List every line in the items below that contains the word "black".
-- START --
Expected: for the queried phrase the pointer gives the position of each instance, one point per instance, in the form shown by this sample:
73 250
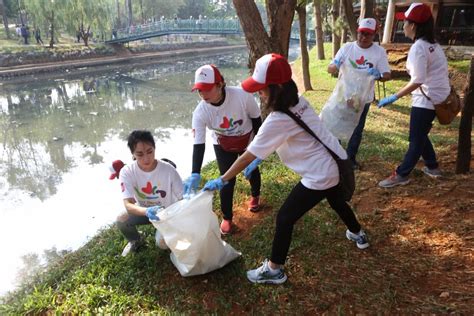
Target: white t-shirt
298 149
362 59
231 118
427 64
162 186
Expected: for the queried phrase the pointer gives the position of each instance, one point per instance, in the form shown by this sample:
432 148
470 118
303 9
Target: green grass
327 274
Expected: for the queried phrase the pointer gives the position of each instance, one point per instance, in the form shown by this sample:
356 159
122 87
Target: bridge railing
185 26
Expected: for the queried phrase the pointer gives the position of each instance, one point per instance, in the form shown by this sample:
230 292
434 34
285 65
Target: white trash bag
342 111
191 230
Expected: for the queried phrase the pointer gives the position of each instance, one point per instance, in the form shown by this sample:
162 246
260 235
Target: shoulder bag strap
310 131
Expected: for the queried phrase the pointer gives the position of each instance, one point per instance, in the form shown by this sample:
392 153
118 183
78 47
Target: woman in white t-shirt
300 152
233 117
428 69
148 185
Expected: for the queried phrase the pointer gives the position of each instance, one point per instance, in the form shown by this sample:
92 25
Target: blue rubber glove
191 184
216 184
337 62
375 73
387 101
251 167
151 212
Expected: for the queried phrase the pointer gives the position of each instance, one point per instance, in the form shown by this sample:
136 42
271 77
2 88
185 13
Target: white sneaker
433 173
360 239
263 274
132 246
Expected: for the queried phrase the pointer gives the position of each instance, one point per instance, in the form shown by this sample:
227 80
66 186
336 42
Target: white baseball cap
206 77
368 25
269 69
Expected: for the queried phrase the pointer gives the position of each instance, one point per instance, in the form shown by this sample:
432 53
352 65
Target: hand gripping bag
191 230
342 111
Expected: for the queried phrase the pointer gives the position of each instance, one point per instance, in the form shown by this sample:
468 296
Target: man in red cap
365 56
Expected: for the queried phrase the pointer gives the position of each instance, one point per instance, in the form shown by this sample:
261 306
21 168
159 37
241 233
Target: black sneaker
360 239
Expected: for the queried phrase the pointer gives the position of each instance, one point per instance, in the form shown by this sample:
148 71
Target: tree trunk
130 12
336 39
3 11
141 10
119 22
301 10
51 42
463 160
350 18
318 30
366 9
280 16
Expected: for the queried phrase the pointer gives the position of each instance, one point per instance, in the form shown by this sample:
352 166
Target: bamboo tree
318 29
301 11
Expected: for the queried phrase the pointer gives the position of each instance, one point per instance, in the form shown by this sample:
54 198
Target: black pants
300 201
225 159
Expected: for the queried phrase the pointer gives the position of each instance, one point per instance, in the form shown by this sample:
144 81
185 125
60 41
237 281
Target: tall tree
301 11
280 17
130 12
336 39
318 29
350 18
3 11
463 160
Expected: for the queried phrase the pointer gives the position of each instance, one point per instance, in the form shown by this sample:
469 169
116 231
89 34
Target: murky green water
59 135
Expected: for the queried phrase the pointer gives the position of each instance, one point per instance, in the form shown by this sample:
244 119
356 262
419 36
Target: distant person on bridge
363 55
429 85
233 116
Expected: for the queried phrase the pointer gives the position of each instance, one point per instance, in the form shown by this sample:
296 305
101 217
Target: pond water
59 136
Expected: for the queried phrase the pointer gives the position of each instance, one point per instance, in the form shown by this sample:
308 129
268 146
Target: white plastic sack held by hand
191 230
342 111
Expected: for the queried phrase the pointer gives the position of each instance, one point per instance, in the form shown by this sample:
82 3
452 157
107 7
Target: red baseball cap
368 25
115 168
269 69
417 12
206 77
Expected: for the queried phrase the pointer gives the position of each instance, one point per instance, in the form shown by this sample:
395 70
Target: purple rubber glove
387 101
216 184
151 212
375 73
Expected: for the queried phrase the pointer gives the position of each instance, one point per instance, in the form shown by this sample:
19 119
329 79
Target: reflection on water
59 135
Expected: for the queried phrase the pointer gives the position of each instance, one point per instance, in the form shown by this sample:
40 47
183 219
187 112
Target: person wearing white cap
299 151
233 116
147 184
429 85
363 55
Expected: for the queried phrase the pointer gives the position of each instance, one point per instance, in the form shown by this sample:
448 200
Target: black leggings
300 201
225 159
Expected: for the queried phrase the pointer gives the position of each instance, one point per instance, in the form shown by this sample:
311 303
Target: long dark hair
139 136
425 31
282 96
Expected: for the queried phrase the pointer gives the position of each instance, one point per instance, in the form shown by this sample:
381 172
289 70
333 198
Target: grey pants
129 226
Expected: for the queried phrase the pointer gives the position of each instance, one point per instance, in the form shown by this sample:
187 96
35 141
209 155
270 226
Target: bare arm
133 208
239 165
409 88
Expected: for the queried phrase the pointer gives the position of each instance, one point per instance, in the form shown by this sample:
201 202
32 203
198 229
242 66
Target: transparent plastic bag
191 230
342 111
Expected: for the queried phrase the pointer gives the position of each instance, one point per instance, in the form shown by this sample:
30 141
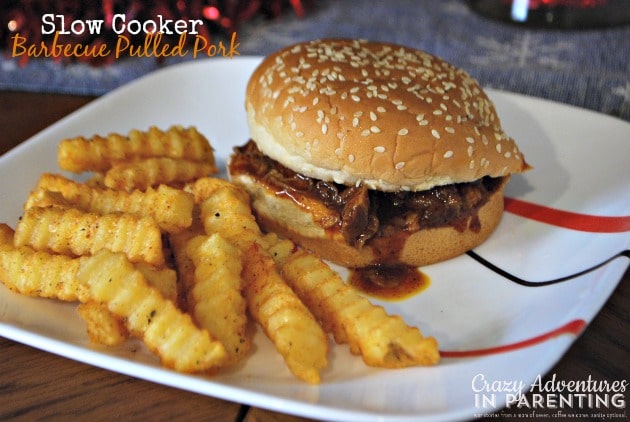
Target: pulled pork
365 214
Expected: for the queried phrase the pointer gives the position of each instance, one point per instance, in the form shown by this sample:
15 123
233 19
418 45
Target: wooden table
39 385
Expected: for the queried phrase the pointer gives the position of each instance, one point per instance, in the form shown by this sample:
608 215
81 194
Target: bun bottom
286 218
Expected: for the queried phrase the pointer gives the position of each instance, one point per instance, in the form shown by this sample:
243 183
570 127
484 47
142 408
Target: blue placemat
589 68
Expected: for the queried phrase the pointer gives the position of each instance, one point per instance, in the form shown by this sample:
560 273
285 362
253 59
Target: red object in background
562 14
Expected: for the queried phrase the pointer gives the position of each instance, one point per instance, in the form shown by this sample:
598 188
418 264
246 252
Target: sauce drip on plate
389 281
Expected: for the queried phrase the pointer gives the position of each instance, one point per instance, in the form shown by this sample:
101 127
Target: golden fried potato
225 209
36 273
171 208
102 326
216 299
170 334
72 232
285 320
144 173
98 153
105 328
382 340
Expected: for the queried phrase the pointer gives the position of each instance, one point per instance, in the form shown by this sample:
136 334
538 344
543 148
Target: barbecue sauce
389 281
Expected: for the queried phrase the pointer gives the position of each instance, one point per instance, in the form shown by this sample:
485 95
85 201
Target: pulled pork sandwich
373 153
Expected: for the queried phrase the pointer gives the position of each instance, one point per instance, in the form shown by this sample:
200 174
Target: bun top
390 117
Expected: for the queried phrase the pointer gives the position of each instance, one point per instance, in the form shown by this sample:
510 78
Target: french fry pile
154 247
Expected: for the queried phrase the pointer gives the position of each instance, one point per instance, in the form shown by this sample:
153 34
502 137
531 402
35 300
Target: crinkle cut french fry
382 340
144 173
169 333
284 318
98 153
36 273
286 321
178 243
102 326
6 235
171 208
225 209
105 328
72 232
216 297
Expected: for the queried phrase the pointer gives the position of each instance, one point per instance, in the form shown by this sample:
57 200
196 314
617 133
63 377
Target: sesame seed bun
373 153
386 116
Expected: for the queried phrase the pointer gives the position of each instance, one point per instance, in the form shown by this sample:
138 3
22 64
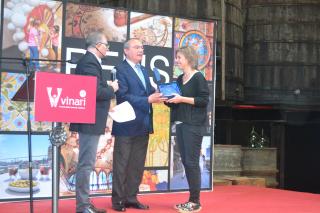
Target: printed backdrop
59 39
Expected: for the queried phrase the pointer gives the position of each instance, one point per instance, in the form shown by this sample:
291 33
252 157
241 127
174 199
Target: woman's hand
176 99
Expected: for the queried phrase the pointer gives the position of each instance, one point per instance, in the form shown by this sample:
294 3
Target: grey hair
190 54
126 44
93 38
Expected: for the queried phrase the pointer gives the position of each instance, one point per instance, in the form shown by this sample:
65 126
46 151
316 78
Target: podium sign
65 98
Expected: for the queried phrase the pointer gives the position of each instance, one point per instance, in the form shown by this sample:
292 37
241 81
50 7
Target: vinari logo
60 101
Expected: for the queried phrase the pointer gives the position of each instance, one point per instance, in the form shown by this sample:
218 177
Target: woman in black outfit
189 112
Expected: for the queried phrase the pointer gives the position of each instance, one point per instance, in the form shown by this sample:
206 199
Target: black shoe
120 207
137 205
93 209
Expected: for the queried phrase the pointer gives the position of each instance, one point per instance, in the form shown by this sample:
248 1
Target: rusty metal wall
282 52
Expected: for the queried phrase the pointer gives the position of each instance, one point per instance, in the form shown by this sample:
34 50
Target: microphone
114 74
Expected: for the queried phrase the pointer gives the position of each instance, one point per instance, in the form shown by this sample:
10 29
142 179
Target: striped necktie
140 74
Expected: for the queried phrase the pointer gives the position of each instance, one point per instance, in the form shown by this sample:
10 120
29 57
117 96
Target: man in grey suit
131 138
90 64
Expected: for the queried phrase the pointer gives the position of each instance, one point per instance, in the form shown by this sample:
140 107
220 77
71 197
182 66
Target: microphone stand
57 137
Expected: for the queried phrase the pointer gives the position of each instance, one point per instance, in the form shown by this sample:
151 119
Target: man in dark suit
131 138
90 64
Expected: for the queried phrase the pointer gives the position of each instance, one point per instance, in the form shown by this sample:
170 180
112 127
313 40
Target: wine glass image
13 170
44 171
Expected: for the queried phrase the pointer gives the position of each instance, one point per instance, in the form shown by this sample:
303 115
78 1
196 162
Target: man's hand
114 85
156 98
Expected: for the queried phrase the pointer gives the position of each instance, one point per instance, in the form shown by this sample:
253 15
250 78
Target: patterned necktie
140 74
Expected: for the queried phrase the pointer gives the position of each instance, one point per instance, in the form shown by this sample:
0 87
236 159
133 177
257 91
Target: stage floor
223 199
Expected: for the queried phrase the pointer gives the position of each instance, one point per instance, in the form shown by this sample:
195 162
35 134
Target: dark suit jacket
132 90
89 65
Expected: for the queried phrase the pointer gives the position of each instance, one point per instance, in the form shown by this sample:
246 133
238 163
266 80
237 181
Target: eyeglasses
105 44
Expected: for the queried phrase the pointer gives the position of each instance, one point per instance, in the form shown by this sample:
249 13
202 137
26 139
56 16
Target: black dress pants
129 157
189 139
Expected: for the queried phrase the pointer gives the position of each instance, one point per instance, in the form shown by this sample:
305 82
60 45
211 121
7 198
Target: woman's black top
196 87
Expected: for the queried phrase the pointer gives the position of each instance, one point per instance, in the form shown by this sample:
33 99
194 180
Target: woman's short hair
190 54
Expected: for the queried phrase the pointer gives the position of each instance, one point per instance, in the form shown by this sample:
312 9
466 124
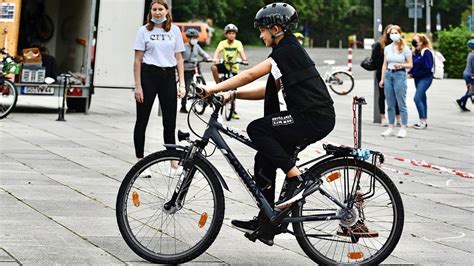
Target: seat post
359 101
-- END --
The response:
Target: black sneaker
Target: black pants
Target: black leggings
Target: woman in black outfit
Target: black shoe
Target: black dress pants
Target: woman's black top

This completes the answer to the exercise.